> **Written task**:
Rewrite all of the material below, changing each "Kindly place a point" to "Please mark a point" and keeping everything else the same.

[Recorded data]

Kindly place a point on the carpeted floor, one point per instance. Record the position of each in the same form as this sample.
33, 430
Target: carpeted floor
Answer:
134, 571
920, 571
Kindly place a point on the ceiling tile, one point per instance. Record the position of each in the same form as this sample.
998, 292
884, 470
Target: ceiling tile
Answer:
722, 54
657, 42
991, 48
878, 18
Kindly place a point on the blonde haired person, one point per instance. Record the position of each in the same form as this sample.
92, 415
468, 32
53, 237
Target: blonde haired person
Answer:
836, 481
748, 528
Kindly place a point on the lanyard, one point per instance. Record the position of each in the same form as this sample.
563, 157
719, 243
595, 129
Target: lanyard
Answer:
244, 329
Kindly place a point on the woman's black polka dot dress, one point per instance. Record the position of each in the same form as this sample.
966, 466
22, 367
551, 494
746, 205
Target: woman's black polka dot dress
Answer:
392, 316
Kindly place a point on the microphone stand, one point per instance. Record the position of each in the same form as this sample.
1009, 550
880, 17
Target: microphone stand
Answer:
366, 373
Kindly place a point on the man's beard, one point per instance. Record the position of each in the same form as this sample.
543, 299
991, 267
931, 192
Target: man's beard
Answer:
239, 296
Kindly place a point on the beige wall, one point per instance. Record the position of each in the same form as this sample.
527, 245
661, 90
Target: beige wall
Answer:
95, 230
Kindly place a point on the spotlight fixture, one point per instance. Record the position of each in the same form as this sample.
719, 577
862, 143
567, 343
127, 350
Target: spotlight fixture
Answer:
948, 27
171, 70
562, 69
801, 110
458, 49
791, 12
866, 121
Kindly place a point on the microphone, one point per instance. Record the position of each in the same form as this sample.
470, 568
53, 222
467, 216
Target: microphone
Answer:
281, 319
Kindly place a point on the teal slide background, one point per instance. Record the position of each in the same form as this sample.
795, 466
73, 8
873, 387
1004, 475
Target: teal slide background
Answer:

> **Answer to this task**:
Please mark a point on the carpeted floor, one point per instance. Record the position of each in the same form as this sample.
33, 430
Target: carpeted floor
Answer:
134, 571
920, 571
Please mark a point on the ceiling tile, one point per instance. Record the position of each in the same form as this sample.
998, 292
884, 470
Target: ceiling tile
Answer:
722, 54
657, 42
991, 48
878, 18
Please mark a point on the blonde haired person, one point per instance. Record the position of each in the same form as this sample.
92, 415
468, 32
53, 237
Target: blonde haired person
Answer:
836, 481
748, 528
Please mark a point on the lanyard, one point per instance. Record the position of each in the same form as this sample.
563, 157
719, 243
595, 129
Target: lanyard
Answer:
244, 329
Please mark a point on the woman's black polka dot dress, one point per instance. Record the position of each in the same form as this sample.
966, 466
22, 367
551, 494
746, 205
Target: woman's black polka dot dress
Answer:
392, 316
Please mark a point on the microphone stand, one point per instance. Record the position of each in the same form as this sample.
1009, 550
880, 17
Target: microphone stand
Answer:
366, 373
Please mark a point on the man's beard, one point per instance. Record the position of each in the same form as this sample.
543, 299
991, 267
931, 192
Target: man's beard
Answer:
239, 296
Please mark a point on the beige wall, one point per instance. Record the position of each in the same form as this sample.
527, 245
661, 90
Target: beige wall
Answer:
95, 230
Please mark a point on the spotlight fixture, one point per instance. Record the position of each in the same form as this sample.
719, 577
862, 143
567, 343
127, 350
Target: spotlight fixture
Answer:
948, 27
171, 70
562, 69
801, 110
458, 49
791, 12
866, 121
Please mark a point on the microphone, one point per instance. Record the position of each in the same form as this sample.
470, 568
53, 222
467, 216
Target: microphone
Answer:
281, 319
Please mark a point on the teal slide background, one point per instance. Record the position of each in the same form as this sample.
795, 466
73, 8
873, 387
1004, 475
Target: teal slide background
Answer:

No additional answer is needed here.